Onstage at the Rolling Stone club, the 36-year-old actor, who has been singing since 1980, announced to the throng of 2,000--full of local models, actors, soccer stars and MTV veejays--"This is the best-looking audience we've ever played before." For sure, the trendy and mostly 20-something crowd at the front of the stage was dripping in hip threads: lots of tight leather on svelte and buff bodies donning great haircuts and sunglasses at night.

For almost an hour, a tousled-haired Crowe, lead singer and guitarist, belted out songs in a benefit concert for the local branch of Sarah Ferguson's charity, Children in Crisis. During the show, Crowe shouted out to the Duchess of York, "We're gonna sing for Sarah," and then belted out the band's rendition of "Somebody Else's Princess."

Ferguson, chic in a beaded Armani top and skirt, said she was grateful to the designer and Crowe for helping to bring public awareness to the charity she founded in 1993 after visiting Poland, where she witnessed children in need of the basic necessities of life.

"I believe everyone has the right to dignity, especially children. And tonight we have two gladiators--Russell and Mr. Armani--helping to fight for the cause of kids," she said backstage, above the blare of Crowe's music.

Meanwhile, Armani, a shy, elegant man, maintained a low profile as he mingled with friends, including Miramax Films President Harvey Weinstein, in a VIP area. Weinstein, who flew in from Rome at Crowe's request, where he's filming "Gangs of New York" with Leonardo DiCaprio, returned there after the party for a night shoot.

Armani went back to work, preparing for his shows this Saturdayand Monday. Ferguson hopped a plane to London. Crowe, on the other hand, headed for a local disco, where--like a true rock 'n' roller--he partied till dawn.


Miguel Adrover brought his Middle Eastern-inspired 93-piece fall and winter collection, which he premiered in New York last month, to show at Gio Moretti, a chic shop along the trendy Via della Spiga strip--the Rodeo Drive of Milan.

Adrover, dressed in a floor-length, loose-fitting djellaba, a white scarf around his neck and a blue, two-button blazer, made the most of the evening, even though he was worried about his mother, Maria, who was back in his native Majorca, Spain.

- _Try it_
Transcribe the portion of the page extract starting with "For almost an" and going on through "necessities of life.".

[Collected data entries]
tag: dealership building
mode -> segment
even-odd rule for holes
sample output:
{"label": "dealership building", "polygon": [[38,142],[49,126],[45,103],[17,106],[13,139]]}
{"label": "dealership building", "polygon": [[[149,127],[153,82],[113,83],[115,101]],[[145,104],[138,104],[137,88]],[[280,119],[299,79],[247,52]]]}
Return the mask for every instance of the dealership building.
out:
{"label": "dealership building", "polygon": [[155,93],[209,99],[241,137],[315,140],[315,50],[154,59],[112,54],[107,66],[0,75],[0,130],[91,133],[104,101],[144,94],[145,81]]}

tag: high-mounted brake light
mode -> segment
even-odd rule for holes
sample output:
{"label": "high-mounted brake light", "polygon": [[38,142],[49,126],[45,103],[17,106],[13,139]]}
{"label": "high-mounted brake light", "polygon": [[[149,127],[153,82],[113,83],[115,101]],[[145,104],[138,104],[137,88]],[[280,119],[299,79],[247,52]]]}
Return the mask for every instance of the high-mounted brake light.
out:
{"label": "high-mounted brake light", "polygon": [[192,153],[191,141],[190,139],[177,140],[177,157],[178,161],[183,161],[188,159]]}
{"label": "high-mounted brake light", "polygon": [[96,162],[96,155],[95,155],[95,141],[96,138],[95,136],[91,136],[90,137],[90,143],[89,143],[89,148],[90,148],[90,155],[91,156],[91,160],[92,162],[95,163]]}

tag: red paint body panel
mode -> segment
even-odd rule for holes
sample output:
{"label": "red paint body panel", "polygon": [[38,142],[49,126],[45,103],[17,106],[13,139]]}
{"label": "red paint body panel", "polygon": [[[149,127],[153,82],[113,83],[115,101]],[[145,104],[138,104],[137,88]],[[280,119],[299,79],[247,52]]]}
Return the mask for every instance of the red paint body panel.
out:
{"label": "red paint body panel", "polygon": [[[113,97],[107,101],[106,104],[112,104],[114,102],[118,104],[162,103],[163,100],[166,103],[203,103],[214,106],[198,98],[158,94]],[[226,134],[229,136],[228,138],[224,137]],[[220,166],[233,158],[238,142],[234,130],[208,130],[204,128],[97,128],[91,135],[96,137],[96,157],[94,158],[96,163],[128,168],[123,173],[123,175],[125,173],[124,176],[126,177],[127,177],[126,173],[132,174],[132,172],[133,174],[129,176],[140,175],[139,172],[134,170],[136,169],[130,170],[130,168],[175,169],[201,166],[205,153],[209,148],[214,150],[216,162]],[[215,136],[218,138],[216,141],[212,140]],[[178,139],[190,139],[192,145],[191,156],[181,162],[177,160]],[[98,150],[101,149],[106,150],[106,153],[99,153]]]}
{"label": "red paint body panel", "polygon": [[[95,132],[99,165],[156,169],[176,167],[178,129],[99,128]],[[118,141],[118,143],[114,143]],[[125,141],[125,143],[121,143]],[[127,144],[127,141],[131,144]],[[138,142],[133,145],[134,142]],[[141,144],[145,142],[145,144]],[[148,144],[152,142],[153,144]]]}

- _Output of the exercise_
For almost an hour, a tousled-haired Crowe, lead singer and guitarist, belted out songs in a benefit concert for the local branch of Sarah Ferguson's charity, Children in Crisis. During the show, Crowe shouted out to the Duchess of York, "We're gonna sing for Sarah," and then belted out the band's rendition of "Somebody Else's Princess."

Ferguson, chic in a beaded Armani top and skirt, said she was grateful to the designer and Crowe for helping to bring public awareness to the charity she founded in 1993 after visiting Poland, where she witnessed children in need of the basic necessities of life.